**STATED EXERCISE:** Could you transcribe the stretch of the listing below from the line containing "Locate the sky" through the line containing "column 711, row 820", word for word, leaving out the pictures?

**DATA IN THIS EXERCISE:**

────

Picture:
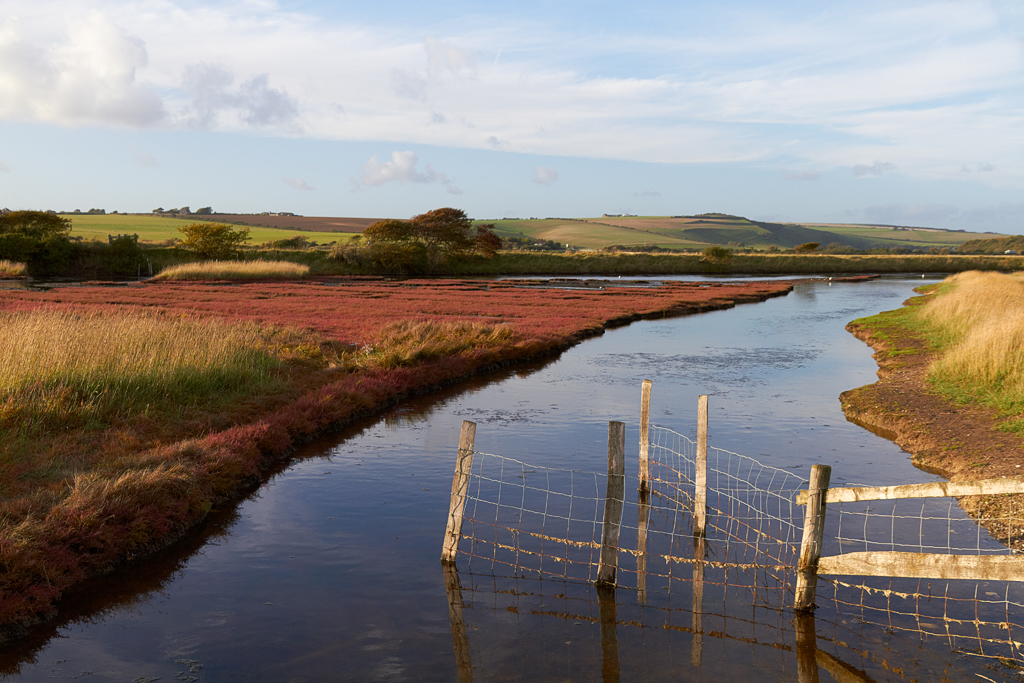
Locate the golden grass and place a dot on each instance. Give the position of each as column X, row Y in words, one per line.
column 61, row 369
column 11, row 268
column 236, row 270
column 977, row 319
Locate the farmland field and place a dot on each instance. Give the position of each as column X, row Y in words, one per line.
column 153, row 228
column 700, row 231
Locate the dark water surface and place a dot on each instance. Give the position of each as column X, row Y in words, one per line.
column 331, row 570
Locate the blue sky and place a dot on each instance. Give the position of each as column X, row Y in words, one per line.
column 908, row 113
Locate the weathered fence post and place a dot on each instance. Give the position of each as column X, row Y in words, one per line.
column 644, row 435
column 810, row 546
column 612, row 505
column 460, row 482
column 700, row 469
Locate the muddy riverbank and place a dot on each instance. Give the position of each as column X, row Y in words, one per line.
column 961, row 441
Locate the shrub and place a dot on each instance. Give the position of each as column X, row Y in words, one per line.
column 716, row 255
column 214, row 241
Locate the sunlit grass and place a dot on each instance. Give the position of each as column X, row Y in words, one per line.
column 11, row 268
column 65, row 369
column 235, row 270
column 977, row 321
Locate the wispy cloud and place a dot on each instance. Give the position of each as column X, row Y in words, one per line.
column 878, row 168
column 925, row 85
column 544, row 175
column 298, row 183
column 402, row 168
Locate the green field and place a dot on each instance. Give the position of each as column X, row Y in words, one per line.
column 700, row 231
column 156, row 229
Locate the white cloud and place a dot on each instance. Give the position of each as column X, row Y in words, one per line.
column 801, row 175
column 86, row 76
column 298, row 183
column 253, row 102
column 927, row 85
column 402, row 168
column 545, row 174
column 878, row 168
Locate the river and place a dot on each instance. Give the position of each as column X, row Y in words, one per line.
column 331, row 569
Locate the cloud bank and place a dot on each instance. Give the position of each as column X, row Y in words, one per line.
column 930, row 87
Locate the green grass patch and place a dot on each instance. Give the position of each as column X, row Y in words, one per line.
column 157, row 229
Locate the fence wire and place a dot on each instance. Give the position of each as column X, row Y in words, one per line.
column 531, row 521
column 983, row 619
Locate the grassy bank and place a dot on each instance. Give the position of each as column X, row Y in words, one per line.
column 951, row 386
column 975, row 321
column 122, row 431
column 258, row 269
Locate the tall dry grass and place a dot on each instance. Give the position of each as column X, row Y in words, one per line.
column 977, row 321
column 235, row 270
column 61, row 369
column 11, row 268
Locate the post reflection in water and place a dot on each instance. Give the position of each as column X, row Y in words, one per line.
column 609, row 639
column 459, row 639
column 698, row 556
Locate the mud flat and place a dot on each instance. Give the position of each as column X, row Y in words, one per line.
column 961, row 441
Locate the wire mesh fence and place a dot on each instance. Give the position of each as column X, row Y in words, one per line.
column 529, row 521
column 976, row 617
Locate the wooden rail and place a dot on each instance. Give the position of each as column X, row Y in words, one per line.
column 933, row 489
column 925, row 565
column 898, row 564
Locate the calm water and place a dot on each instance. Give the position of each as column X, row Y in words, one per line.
column 331, row 570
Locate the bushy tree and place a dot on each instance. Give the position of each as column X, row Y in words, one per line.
column 216, row 241
column 716, row 255
column 443, row 233
column 35, row 224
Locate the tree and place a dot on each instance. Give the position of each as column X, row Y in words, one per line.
column 716, row 255
column 35, row 224
column 213, row 240
column 487, row 243
column 445, row 232
column 441, row 235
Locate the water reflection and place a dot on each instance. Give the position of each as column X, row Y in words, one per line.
column 331, row 569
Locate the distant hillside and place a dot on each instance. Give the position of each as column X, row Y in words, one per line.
column 996, row 246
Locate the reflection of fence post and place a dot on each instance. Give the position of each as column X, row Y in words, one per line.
column 696, row 649
column 807, row 649
column 644, row 435
column 459, row 484
column 643, row 518
column 810, row 546
column 609, row 639
column 700, row 469
column 463, row 664
column 612, row 505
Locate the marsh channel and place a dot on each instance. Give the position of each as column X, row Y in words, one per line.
column 331, row 570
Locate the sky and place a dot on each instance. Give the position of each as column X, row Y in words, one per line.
column 893, row 112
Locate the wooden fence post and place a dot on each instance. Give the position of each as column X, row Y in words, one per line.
column 644, row 435
column 460, row 482
column 810, row 546
column 612, row 505
column 700, row 470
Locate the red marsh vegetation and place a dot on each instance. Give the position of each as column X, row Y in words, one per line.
column 128, row 412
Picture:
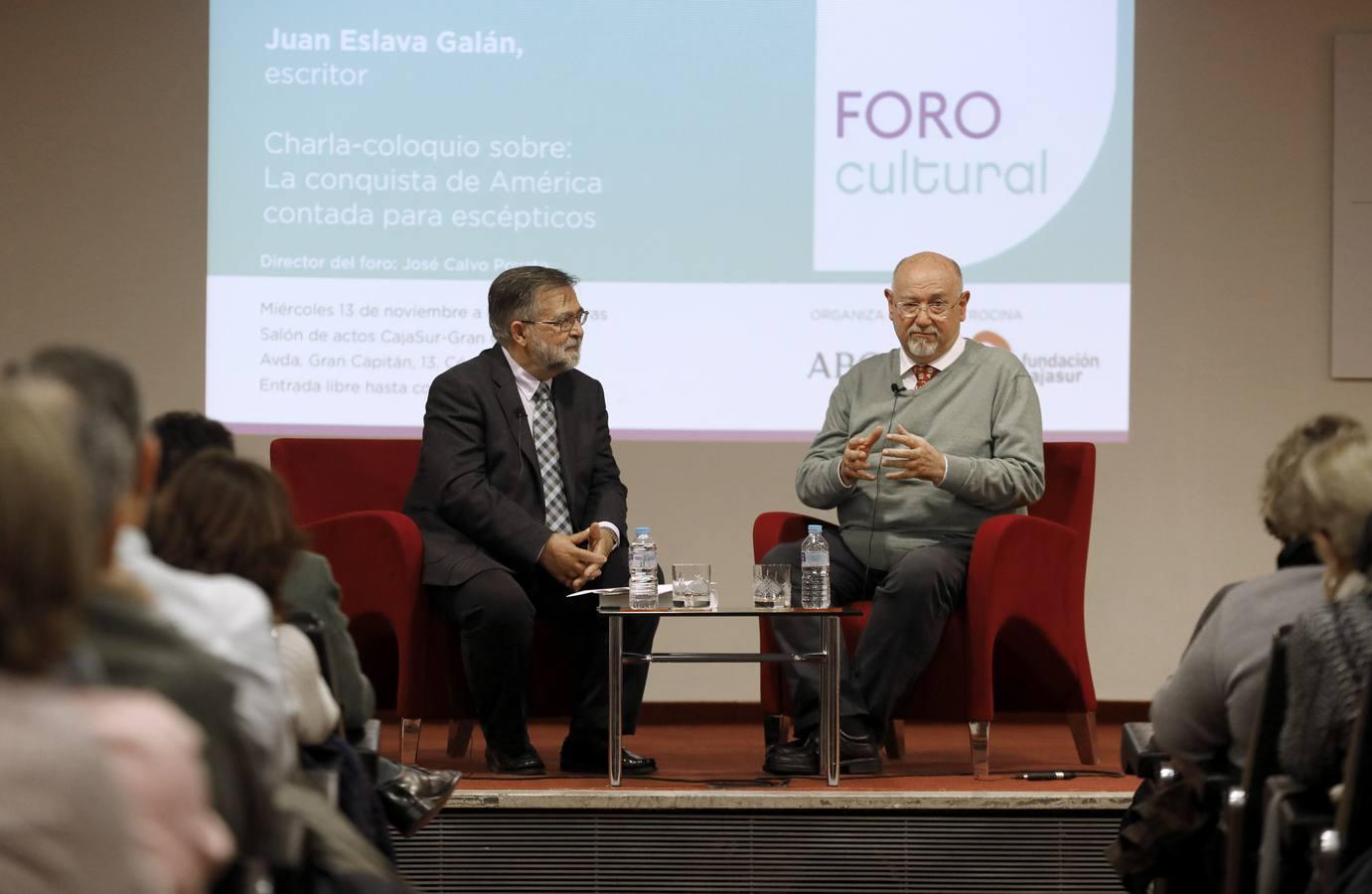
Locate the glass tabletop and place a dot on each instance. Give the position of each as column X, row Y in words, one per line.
column 618, row 604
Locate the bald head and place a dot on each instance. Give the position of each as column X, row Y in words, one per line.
column 928, row 262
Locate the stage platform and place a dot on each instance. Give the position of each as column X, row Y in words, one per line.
column 711, row 820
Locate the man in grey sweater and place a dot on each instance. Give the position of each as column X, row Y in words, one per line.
column 965, row 443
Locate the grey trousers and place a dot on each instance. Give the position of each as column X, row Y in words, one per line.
column 913, row 601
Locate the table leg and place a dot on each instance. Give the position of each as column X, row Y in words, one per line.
column 616, row 698
column 831, row 631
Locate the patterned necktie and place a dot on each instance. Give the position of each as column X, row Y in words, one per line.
column 549, row 461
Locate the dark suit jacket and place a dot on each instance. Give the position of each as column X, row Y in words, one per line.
column 478, row 497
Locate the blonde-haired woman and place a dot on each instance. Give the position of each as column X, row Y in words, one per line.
column 101, row 789
column 1329, row 650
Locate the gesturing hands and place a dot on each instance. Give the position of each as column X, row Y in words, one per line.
column 915, row 458
column 856, row 462
column 569, row 564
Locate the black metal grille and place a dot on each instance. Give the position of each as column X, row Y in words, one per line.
column 762, row 850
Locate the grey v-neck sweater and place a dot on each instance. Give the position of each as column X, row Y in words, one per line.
column 982, row 411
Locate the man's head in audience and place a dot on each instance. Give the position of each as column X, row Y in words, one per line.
column 46, row 555
column 184, row 433
column 104, row 389
column 1336, row 478
column 1283, row 500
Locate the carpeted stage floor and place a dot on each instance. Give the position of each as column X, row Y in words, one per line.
column 713, row 756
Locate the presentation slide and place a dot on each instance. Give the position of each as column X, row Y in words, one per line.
column 733, row 183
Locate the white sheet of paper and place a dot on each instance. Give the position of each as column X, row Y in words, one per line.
column 615, row 591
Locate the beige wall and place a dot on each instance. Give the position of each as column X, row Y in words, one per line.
column 101, row 240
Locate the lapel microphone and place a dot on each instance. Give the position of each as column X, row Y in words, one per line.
column 521, row 424
column 896, row 389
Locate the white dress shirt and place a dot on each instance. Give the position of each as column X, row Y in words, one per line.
column 526, row 384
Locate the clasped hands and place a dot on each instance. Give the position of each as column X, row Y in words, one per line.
column 575, row 559
column 911, row 458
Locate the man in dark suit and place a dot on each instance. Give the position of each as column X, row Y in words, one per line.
column 519, row 501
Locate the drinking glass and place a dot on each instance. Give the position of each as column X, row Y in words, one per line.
column 771, row 586
column 690, row 586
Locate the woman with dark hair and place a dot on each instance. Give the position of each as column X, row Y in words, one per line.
column 219, row 515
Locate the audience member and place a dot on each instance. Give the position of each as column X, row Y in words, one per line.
column 309, row 586
column 219, row 515
column 99, row 783
column 1329, row 650
column 183, row 433
column 132, row 646
column 411, row 796
column 226, row 616
column 1206, row 712
column 1207, row 709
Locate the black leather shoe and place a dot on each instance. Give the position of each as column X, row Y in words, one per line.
column 594, row 759
column 526, row 763
column 416, row 796
column 856, row 754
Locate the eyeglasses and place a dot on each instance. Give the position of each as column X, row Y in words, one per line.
column 565, row 324
column 937, row 309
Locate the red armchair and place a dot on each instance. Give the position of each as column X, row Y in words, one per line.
column 1018, row 645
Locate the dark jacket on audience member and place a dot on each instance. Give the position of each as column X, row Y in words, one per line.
column 137, row 650
column 1328, row 657
column 310, row 587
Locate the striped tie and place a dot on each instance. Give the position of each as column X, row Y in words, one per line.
column 549, row 461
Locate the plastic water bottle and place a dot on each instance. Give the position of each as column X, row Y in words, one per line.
column 814, row 570
column 642, row 570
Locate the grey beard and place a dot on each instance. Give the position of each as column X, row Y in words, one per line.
column 557, row 360
column 919, row 349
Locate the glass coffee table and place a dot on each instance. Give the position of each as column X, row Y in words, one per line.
column 615, row 608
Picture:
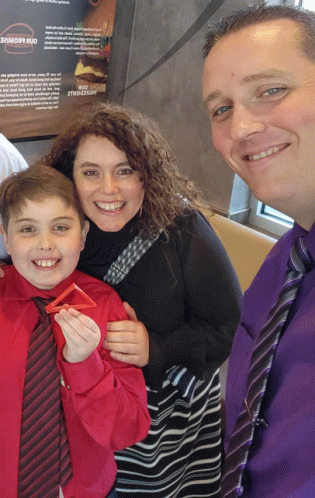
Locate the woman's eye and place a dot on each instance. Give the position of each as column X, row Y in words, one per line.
column 220, row 111
column 90, row 172
column 270, row 92
column 125, row 172
column 27, row 229
column 61, row 228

────

**TASK ANSWER:**
Locate the sky and place a dot on each instance. Give the position of each as column X, row Y in words, one per line.
column 893, row 112
Locate the wooden fence post and place a dot on each instance. Give the position of each as column X, row Y in words, one per line.
column 644, row 435
column 460, row 482
column 810, row 546
column 612, row 505
column 700, row 470
Locate the red marsh vegetation and place a dot on each instance. Give the position of each as column X, row Y in words, one per line.
column 128, row 412
Picture:
Locate the glass tabletop and place a dot on each instance. Give the position of each as column X, row Y in words, one per line.
column 618, row 604
Locate the bald head and place a dot on each instance. Give the position of each as column X, row Y in words, one per line.
column 928, row 262
Locate the stage platform and place a dot on each instance. Give the position of each as column X, row Y in words, one per line.
column 711, row 820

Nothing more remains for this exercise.